(SCHRIFTLICHE ANFRAGE 1)
Welche Personen stellt das Projekt laut dem Text über das Projekt «neuesalter» in den Fokus?
(SCHRIFTLICHE ANFRAGE 2)
Führe den Text über das Projekt «neuesalter» im Anschluss an seinen letzten Satz weiter.

(ANGEZEIGTER TEXT)
========================
Theorien und Methoden

Frage:

Wie werden wir die Person, die wir in einem bestimmten Alter sind?

Informationssammlung:

Das Projekt «neuesalter» erforscht Bedingungen, unter welchen lange, engagierte Lebenswege zustande kommen; es nimmt Personen in den Fokus, die über das Pensionsalter hinaus tätig sind und beobachtet abschnittweise deren persönliche Auseinandersetzung (oder die Geschichte dieser Auseinandersetzung) mit Lebensumständen samt ihrem Wandel. In diesen Sequenzen und Bewährungsproben gewinnen die Akteur*innen Ressourcen, das heisst neue Einsichten, Motivationen, Haltungen und Kompetenzen; man darf Lebensläufe als Lerngeschichten sehen. Und das, was sie auf ihrem Lebensweg an Ressourcen gewinnen, hilft ihnen bei der Bewältigung neuer Aufgaben und Probleme; sie entwickeln bevorzugte Muster, um Herausforderungen zu begegnen.
========================
(ROHDATEN)
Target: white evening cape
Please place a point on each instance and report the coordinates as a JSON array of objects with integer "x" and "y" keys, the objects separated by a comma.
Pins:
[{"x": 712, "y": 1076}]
========================
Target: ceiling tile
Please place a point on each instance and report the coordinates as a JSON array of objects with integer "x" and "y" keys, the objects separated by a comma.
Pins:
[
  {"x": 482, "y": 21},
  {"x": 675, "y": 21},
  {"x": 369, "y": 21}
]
========================
(AUSGABE 1)
Personen, die über das Pensionsalter hinaus tätig sind.

(AUSGABE 2)
Es geht den Forschenden ums Aufzeigen – und eine Kartierung - der grossen Vielfalt von Möglichkeiten, nicht um statistische Durchschnittsgrössen. Die Forschungsarbeit lässt sich dabei primär von Vorstellungen leiten, die auf den Soziologen Kurt Lewin zurückgehen.

Kurt Lewin, 1890 – 1947, entwickelte zuerst in Deutschland, später in den USA seine Feldtheorie, die sich auf die Gestalttheorie abstützt. Eine systematische Darstellung der Feldtheorie hat er nicht ausformuliert, vielmehr näherte er sich diesem wissenschaftlichen Arbeitsstil schrittweise und im Zusammenhang mit Experimenten und Einzelstudien an. Kurt Lewin hat seine Theorie ausdifferenziert, auch mathematisch abgebildet und Modelle entwickelt, die im Zusammenhang mit dem Projekt «neuesalter» aber keine Rolle spielen.

Literatur: Kurt Lewin. Feldtheorie in den Sozialwissenschaften. Ausgewählte theoretische Schriften. Faksimile der Erstausgabe von 1963. Hans Huber, Bern 2012

Menschen sind nur im Kontext zu verstehen.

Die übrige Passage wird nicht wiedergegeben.